Goal »
Put each line of the listing below into a JSON list of strings, one string per line, and leave out the blank lines.

Records supplied »

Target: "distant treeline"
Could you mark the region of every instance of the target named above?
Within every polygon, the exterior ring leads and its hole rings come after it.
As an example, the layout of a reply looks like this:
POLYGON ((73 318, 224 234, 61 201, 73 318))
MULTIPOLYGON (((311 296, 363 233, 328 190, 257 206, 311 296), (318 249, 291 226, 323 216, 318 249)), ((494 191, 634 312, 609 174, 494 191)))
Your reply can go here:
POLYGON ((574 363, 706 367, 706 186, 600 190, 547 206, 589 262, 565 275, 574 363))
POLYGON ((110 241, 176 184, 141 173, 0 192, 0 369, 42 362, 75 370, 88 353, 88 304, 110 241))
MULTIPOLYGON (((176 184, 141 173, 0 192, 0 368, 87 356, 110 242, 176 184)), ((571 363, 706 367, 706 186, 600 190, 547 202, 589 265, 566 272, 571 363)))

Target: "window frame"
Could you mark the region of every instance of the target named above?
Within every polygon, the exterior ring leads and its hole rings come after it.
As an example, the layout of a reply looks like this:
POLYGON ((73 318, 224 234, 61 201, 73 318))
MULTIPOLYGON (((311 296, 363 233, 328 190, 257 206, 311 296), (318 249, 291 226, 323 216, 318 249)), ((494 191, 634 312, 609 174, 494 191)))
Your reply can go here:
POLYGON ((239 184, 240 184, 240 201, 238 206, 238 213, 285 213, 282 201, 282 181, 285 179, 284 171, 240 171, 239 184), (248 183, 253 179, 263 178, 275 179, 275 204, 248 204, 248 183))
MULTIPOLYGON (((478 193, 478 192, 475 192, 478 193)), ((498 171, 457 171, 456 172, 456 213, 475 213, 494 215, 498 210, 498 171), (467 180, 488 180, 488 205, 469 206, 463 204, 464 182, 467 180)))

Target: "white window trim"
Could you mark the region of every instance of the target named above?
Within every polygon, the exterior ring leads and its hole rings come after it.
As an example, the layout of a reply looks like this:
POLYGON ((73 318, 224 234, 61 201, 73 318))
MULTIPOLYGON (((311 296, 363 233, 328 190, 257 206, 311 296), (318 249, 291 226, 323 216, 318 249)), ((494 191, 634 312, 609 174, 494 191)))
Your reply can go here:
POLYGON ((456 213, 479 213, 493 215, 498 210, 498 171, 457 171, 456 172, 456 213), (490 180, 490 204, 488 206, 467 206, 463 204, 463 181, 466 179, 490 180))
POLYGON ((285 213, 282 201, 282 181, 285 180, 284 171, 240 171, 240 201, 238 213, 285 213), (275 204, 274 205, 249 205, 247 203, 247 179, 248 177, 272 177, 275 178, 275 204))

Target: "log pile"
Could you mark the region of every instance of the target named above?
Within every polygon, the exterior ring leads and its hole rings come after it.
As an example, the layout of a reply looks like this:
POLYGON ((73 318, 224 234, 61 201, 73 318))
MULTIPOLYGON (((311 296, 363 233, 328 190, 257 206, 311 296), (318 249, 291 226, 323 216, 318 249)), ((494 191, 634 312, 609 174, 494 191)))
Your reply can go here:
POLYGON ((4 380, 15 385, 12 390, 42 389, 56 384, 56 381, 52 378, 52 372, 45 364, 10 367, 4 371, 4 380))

Final answer »
[
  "Target: \"distant treeline\"",
  "Could you mark the region of every instance of the target named above?",
  "Within every polygon, the exterior ring leads and its hole rings come after it.",
  "As an example, the layout of a reply looks like this:",
  "POLYGON ((73 318, 224 234, 61 201, 73 318))",
  "MULTIPOLYGON (((311 296, 363 233, 328 190, 257 206, 311 296), (318 249, 291 226, 323 216, 318 249)), ((494 191, 634 312, 609 174, 494 191)))",
  "Your reply can go here:",
  "POLYGON ((574 363, 706 367, 706 186, 600 190, 547 206, 589 262, 565 275, 574 363))",
  "POLYGON ((110 241, 176 184, 141 173, 0 192, 0 369, 42 362, 75 370, 88 353, 88 304, 110 241))",
  "MULTIPOLYGON (((176 184, 141 173, 0 192, 0 368, 87 356, 110 242, 176 184)), ((571 363, 706 367, 706 186, 600 190, 547 202, 589 265, 566 272, 571 363)))",
  "Target: \"window frame\"",
  "Could you mark the region of every instance of the target named above?",
  "Within every polygon, the exterior ring leads and its hole rings come after it.",
  "As an example, the layout of a reply looks like this:",
  "POLYGON ((73 318, 224 234, 61 201, 73 318))",
  "MULTIPOLYGON (((311 296, 363 233, 328 190, 257 206, 311 296), (318 249, 291 226, 323 216, 318 249)), ((494 191, 634 312, 609 174, 494 191)))",
  "Your reply can go here:",
  "POLYGON ((239 184, 240 184, 240 201, 238 206, 238 213, 285 213, 282 201, 282 181, 285 179, 284 171, 240 171, 239 184), (248 183, 253 179, 263 178, 275 179, 275 204, 248 204, 248 183))",
  "MULTIPOLYGON (((478 193, 478 192, 475 192, 478 193)), ((498 171, 457 171, 456 172, 456 213, 475 213, 494 215, 498 210, 498 171), (467 180, 488 180, 488 205, 469 206, 463 204, 464 182, 467 180)))",
  "Target: \"white window trim\"",
  "Could you mark the region of every instance of the target named above?",
  "Within every polygon, the exterior ring leads and its hole rings come after it.",
  "As an example, the layout of a reply looks like this:",
  "POLYGON ((73 318, 224 234, 61 201, 73 318))",
  "MULTIPOLYGON (((311 296, 363 233, 328 190, 257 206, 311 296), (318 249, 291 226, 323 216, 318 249)), ((494 191, 634 312, 609 174, 494 191)))",
  "Your reply can go here:",
  "POLYGON ((456 213, 479 213, 493 215, 498 210, 498 171, 457 171, 456 172, 456 213), (490 180, 490 204, 488 206, 467 206, 463 204, 463 181, 466 179, 490 180))",
  "POLYGON ((285 213, 282 201, 282 181, 285 180, 284 171, 240 171, 240 201, 238 213, 285 213), (275 204, 274 205, 249 205, 247 203, 247 179, 248 177, 272 177, 275 178, 275 204))",
  "Target: \"log pile\"",
  "Could you mark the region of every instance of the target named above?",
  "Within every polygon, the exterior ring leads and its hole rings come after it.",
  "As an example, the layout of a reply looks like this:",
  "POLYGON ((73 318, 224 234, 61 201, 73 318))",
  "MULTIPOLYGON (((311 296, 363 233, 328 190, 257 206, 311 296), (318 249, 291 226, 323 216, 318 249)), ((494 191, 634 312, 609 174, 494 191)))",
  "Your reply can go here:",
  "POLYGON ((4 380, 15 385, 12 390, 42 389, 56 384, 56 381, 52 378, 52 372, 45 364, 10 367, 4 371, 4 380))"
]